## Цитируемый отрывок
^^^^^^^^

Многочисленные запреты и ограничения касались
еды и питья. Потребление жидкости строго ограничивалось. Я хорошо помню, что
мое чаепитие долго состояло лишь из блюдца живительной жидкости и крохотного
кусочка твердого русского сахара, который надо было так держать за щекой, чтобы
его хватало на несколько чаепитий. Горе было тому, кто
не выдерживал танталовых мук и со вкусом превращал драгоценный обломок
лакомства в сладкую слюну, которая сама текла в горло.
Самые вкусные части нерпы, моржа, лахтака предназначались только взрослым, а еду с общего
блюда полагалось брать только ту, которая была ближе к тебе. Пренебрежение этим
правилом могло привести к печальным последствиям: на охоте твой гарпун будет
пролетать выше и дальше цели. Не все кости животного годились для обгладывания ребенку: именно аналоги этих костей в твоем
скелете при неблагоприятных обстоятельствах чаще всего и будут ломаться.

^^^^^^^^

[Записи с точками и подписями]
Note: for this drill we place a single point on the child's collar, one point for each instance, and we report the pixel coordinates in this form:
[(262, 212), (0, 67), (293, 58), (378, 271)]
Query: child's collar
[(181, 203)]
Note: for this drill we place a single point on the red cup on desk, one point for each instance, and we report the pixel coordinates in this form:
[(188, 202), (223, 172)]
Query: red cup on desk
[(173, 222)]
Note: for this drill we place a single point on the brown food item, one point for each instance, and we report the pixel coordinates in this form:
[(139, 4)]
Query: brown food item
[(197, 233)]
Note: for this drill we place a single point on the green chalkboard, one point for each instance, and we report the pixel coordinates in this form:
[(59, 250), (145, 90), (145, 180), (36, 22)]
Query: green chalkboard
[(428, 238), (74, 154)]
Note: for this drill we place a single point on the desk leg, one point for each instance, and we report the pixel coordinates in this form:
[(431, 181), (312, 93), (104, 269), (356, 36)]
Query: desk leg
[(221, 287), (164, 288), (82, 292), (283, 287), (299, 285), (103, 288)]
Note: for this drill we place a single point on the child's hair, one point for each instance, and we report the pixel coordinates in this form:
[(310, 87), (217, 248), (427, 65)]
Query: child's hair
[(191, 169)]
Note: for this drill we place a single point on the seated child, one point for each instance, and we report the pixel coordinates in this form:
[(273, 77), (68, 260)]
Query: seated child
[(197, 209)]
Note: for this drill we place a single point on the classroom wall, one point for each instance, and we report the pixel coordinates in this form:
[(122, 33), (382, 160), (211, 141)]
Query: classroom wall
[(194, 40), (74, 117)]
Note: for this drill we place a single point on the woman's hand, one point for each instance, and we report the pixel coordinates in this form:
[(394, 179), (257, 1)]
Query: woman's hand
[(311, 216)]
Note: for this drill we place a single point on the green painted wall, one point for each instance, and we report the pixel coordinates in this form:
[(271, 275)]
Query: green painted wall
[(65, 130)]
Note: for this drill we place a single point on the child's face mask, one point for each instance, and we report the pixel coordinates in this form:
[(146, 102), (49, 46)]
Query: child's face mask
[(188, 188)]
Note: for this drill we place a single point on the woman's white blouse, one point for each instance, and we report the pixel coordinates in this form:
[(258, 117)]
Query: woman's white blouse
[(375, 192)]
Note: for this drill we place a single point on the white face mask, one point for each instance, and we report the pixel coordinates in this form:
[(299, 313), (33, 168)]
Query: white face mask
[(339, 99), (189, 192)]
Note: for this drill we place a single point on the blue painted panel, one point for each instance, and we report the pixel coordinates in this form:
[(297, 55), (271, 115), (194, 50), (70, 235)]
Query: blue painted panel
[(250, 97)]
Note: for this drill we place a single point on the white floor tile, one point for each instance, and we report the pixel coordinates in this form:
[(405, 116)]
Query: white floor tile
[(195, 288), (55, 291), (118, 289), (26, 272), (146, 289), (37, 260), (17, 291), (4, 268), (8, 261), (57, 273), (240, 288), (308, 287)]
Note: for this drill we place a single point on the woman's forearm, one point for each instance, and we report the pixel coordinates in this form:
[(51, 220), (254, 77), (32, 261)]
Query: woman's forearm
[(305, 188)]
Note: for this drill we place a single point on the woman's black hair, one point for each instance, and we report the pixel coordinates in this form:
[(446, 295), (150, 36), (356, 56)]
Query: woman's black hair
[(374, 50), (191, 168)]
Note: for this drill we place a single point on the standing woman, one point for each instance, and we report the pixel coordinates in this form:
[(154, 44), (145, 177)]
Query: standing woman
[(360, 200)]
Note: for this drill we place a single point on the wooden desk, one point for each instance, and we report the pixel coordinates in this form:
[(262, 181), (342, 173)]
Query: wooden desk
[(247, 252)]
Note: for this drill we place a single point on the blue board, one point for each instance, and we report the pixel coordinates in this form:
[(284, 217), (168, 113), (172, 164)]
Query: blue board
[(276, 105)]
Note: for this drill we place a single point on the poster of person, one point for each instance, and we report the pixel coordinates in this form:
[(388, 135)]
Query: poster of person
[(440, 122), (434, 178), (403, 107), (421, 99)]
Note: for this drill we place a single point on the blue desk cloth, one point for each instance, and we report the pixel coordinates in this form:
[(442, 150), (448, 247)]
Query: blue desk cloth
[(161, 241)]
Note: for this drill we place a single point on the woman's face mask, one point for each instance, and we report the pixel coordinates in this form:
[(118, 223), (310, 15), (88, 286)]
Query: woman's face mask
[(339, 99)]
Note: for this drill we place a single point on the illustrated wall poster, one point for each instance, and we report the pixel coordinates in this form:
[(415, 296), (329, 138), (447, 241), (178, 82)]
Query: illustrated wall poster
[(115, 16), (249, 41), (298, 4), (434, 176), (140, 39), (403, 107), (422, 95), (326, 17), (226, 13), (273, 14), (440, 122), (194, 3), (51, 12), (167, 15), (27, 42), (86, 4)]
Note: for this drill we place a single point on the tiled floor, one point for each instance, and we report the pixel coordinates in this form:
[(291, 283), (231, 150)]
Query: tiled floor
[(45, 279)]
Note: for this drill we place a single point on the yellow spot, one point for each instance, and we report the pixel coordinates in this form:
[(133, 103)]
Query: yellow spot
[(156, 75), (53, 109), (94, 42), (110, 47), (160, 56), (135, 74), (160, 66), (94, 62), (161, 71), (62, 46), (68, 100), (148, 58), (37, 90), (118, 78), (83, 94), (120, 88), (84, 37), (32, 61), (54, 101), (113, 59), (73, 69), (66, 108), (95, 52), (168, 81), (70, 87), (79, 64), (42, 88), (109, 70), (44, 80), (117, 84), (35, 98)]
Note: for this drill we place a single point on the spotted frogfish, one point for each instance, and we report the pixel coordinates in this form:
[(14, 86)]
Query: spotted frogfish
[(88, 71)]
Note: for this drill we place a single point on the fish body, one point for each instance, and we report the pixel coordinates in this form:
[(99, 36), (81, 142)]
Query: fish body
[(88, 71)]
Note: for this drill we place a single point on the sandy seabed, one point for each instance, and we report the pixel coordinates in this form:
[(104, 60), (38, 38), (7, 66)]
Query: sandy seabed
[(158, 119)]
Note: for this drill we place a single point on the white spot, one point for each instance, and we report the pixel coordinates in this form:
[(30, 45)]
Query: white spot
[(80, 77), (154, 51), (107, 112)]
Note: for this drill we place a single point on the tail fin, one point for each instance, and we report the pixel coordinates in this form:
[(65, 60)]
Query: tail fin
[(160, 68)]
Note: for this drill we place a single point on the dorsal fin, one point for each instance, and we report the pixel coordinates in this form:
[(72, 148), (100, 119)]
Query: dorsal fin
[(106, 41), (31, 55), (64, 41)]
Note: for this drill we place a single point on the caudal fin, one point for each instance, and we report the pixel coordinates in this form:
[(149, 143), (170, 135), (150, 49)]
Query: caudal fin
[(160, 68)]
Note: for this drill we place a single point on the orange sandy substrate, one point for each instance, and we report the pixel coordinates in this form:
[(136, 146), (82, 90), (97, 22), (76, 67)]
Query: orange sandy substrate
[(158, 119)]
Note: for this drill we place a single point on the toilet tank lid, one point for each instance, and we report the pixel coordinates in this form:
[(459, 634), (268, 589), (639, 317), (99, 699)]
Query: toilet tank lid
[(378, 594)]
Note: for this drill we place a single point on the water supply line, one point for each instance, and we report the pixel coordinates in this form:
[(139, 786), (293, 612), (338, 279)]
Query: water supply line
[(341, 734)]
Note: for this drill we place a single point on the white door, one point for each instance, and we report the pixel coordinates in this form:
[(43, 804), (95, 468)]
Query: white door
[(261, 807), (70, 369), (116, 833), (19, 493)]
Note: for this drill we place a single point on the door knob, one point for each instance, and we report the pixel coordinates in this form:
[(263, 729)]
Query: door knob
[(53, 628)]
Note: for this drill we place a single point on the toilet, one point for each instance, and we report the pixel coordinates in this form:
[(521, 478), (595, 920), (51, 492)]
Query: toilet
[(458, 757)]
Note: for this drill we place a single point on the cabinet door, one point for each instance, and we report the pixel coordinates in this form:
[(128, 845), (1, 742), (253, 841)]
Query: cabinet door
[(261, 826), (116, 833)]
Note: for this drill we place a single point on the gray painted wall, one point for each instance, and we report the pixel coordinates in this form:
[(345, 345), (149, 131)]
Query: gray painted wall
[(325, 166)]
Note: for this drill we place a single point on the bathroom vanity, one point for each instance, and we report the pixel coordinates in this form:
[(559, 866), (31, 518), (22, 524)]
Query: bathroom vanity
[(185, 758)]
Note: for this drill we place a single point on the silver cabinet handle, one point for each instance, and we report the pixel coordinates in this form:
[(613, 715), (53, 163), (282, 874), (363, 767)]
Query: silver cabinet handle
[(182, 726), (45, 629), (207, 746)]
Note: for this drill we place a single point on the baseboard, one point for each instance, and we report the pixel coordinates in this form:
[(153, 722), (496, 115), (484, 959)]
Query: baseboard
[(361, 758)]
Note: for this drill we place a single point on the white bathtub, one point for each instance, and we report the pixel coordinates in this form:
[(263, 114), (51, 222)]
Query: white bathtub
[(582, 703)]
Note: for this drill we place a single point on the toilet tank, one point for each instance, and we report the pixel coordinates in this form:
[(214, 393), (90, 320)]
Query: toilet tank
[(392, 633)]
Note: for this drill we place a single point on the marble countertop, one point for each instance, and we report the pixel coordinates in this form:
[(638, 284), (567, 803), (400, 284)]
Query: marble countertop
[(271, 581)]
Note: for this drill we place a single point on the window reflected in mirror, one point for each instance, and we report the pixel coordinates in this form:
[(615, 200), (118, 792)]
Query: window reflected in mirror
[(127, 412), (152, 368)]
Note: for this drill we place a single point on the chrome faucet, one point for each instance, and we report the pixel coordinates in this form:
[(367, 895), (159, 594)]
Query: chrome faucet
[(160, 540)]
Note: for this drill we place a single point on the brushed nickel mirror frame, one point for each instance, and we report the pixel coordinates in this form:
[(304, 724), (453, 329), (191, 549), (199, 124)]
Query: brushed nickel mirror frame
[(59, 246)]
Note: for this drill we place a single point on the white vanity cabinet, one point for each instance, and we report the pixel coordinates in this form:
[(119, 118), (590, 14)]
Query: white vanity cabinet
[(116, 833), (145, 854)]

^^^^^^^^

## Задания
1/ Переведите на английский язык предложение из отрывка о запретах в еде: «Самые вкусные части нерпы, моржа, лахтака предназначались только взрослым, а еду с общего блюда полагалось брать только ту, которая была ближе к тебе».
2/ Воспроизведите часть отрывка о запретах в еде от слов «Самые вкусные части» до слов «и будут ломаться.» включительно.
Список никак не связан с отрывком.

## Ответы
1/ The tastiest parts of the seal, the walrus and the bearded seal were meant only for adults, and from the common dish one was supposed to take only the food that was closest to you.

2/
Самые вкусные части нерпы, моржа, лахтака предназначались только взрослым, а еду с общего
блюда полагалось брать только ту, которая была ближе к тебе. Пренебрежение этим
правилом могло привести к печальным последствиям: на охоте твой гарпун будет
пролетать выше и дальше цели. Не все кости животного годились для обгладывания ребенку: именно аналоги этих костей в твоем
скелете при неблагоприятных обстоятельствах чаще всего и будут ломаться.